Items from a dataset

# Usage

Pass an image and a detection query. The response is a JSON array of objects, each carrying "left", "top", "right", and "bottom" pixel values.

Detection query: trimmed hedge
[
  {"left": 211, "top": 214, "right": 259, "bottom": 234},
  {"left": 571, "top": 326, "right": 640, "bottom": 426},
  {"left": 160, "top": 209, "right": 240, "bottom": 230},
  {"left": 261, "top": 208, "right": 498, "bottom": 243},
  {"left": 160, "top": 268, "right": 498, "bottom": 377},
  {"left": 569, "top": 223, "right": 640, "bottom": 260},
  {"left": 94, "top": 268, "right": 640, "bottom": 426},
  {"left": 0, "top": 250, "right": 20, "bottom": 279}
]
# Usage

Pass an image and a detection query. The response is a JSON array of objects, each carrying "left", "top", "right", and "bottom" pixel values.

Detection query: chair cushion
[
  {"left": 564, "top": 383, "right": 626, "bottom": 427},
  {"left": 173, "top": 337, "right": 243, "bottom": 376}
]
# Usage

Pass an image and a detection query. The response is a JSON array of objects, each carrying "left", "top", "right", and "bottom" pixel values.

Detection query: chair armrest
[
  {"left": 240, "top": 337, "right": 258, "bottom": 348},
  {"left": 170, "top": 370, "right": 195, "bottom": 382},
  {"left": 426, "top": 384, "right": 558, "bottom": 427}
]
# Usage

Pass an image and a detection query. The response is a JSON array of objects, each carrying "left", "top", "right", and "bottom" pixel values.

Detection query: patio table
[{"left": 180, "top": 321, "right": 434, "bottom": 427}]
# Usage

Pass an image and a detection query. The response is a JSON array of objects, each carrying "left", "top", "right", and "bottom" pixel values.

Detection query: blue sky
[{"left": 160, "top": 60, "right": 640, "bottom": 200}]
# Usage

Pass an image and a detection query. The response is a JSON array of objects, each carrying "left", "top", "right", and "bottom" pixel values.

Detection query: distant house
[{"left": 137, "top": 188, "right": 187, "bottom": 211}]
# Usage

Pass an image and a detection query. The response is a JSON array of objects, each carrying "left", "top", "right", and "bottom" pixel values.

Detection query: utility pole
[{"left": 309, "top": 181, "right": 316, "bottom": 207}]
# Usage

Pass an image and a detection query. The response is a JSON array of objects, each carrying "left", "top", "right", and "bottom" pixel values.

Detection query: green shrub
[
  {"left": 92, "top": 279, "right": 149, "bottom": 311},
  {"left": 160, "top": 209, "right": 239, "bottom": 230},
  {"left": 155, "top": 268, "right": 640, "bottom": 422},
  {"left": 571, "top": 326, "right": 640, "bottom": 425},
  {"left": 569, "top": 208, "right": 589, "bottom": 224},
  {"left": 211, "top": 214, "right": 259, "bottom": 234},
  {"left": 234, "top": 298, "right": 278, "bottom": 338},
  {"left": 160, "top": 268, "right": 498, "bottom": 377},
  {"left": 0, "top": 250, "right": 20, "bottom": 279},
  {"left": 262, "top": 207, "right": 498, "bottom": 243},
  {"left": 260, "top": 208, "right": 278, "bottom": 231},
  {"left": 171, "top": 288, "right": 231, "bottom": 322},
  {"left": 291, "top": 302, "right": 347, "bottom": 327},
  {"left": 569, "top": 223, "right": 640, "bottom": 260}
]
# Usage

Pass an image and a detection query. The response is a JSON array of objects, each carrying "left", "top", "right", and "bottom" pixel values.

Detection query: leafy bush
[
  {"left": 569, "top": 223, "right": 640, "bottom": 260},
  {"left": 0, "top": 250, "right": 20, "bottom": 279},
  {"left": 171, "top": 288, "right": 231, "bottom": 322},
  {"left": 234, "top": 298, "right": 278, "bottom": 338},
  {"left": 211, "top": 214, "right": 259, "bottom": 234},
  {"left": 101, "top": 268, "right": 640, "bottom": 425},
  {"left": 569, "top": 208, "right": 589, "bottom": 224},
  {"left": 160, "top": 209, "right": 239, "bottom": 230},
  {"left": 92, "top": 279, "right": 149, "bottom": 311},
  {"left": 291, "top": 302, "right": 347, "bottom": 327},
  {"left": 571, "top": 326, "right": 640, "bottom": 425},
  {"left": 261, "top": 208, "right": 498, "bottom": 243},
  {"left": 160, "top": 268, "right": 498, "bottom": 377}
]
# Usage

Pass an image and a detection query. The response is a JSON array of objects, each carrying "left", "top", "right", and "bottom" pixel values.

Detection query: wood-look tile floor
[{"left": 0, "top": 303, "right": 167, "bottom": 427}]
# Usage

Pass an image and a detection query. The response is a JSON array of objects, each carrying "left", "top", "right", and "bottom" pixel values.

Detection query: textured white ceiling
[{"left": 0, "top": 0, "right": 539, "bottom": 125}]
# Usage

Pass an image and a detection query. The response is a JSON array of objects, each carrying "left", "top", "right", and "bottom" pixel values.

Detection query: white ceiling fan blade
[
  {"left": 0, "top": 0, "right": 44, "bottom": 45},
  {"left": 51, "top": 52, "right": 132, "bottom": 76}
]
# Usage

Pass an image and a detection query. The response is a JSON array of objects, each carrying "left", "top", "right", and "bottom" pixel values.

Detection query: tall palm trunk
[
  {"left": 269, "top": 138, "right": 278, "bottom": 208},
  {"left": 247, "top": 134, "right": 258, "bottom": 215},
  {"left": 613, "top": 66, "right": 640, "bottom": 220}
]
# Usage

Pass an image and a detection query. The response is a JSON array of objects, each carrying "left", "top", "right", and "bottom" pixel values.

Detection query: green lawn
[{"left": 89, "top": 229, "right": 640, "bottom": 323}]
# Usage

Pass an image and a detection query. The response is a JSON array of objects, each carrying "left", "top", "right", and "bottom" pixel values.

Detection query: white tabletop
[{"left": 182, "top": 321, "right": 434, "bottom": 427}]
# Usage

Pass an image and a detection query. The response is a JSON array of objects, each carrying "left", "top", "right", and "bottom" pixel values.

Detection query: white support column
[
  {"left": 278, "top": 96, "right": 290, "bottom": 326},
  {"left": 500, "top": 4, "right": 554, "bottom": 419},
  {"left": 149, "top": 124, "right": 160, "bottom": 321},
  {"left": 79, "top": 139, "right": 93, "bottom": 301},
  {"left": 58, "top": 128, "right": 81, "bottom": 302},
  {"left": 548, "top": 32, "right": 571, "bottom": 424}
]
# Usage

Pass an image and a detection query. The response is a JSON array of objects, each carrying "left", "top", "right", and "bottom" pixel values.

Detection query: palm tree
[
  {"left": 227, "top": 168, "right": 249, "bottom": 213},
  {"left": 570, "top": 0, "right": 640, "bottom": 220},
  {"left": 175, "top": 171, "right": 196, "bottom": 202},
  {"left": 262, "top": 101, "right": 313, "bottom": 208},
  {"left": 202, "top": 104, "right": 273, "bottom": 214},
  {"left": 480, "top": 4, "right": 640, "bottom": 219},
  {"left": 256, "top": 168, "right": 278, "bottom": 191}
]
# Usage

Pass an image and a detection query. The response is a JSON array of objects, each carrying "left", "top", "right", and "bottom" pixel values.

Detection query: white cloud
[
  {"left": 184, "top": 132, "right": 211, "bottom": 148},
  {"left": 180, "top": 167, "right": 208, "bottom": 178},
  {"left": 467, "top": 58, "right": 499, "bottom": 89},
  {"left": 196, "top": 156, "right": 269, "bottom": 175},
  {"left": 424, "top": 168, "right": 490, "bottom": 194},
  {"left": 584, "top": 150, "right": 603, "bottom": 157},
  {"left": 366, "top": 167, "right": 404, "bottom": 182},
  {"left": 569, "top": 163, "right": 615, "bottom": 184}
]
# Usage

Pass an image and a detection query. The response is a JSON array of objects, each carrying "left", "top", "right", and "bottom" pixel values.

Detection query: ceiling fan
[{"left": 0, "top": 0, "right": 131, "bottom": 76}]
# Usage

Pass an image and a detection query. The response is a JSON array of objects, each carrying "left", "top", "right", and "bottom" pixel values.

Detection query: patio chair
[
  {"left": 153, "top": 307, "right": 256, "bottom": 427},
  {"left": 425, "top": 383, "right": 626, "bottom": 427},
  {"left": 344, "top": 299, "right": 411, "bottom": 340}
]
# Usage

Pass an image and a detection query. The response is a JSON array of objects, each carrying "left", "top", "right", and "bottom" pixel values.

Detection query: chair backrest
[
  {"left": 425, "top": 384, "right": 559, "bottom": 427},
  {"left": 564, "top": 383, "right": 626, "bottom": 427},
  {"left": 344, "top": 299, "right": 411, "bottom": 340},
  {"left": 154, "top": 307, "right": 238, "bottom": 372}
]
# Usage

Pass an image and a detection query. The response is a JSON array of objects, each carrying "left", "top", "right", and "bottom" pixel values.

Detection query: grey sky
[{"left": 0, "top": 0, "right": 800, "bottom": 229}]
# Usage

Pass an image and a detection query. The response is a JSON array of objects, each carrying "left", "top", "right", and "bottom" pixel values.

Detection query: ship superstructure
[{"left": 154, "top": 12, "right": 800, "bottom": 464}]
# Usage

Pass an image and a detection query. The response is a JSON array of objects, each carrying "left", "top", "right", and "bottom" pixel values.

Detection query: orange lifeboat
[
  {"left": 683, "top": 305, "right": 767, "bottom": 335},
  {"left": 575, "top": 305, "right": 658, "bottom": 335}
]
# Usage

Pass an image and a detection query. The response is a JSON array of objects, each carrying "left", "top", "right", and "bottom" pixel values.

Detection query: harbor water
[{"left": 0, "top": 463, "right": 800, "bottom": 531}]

Stated exercise
Select every line of the material above that contains the word "white", matching case exactly, and copy each such line.

Task solution
Detection query: textured white ceiling
Detection query: white ceiling fan blade
Detection query: white tabletop
Detection query: white support column
Detection query: white cloud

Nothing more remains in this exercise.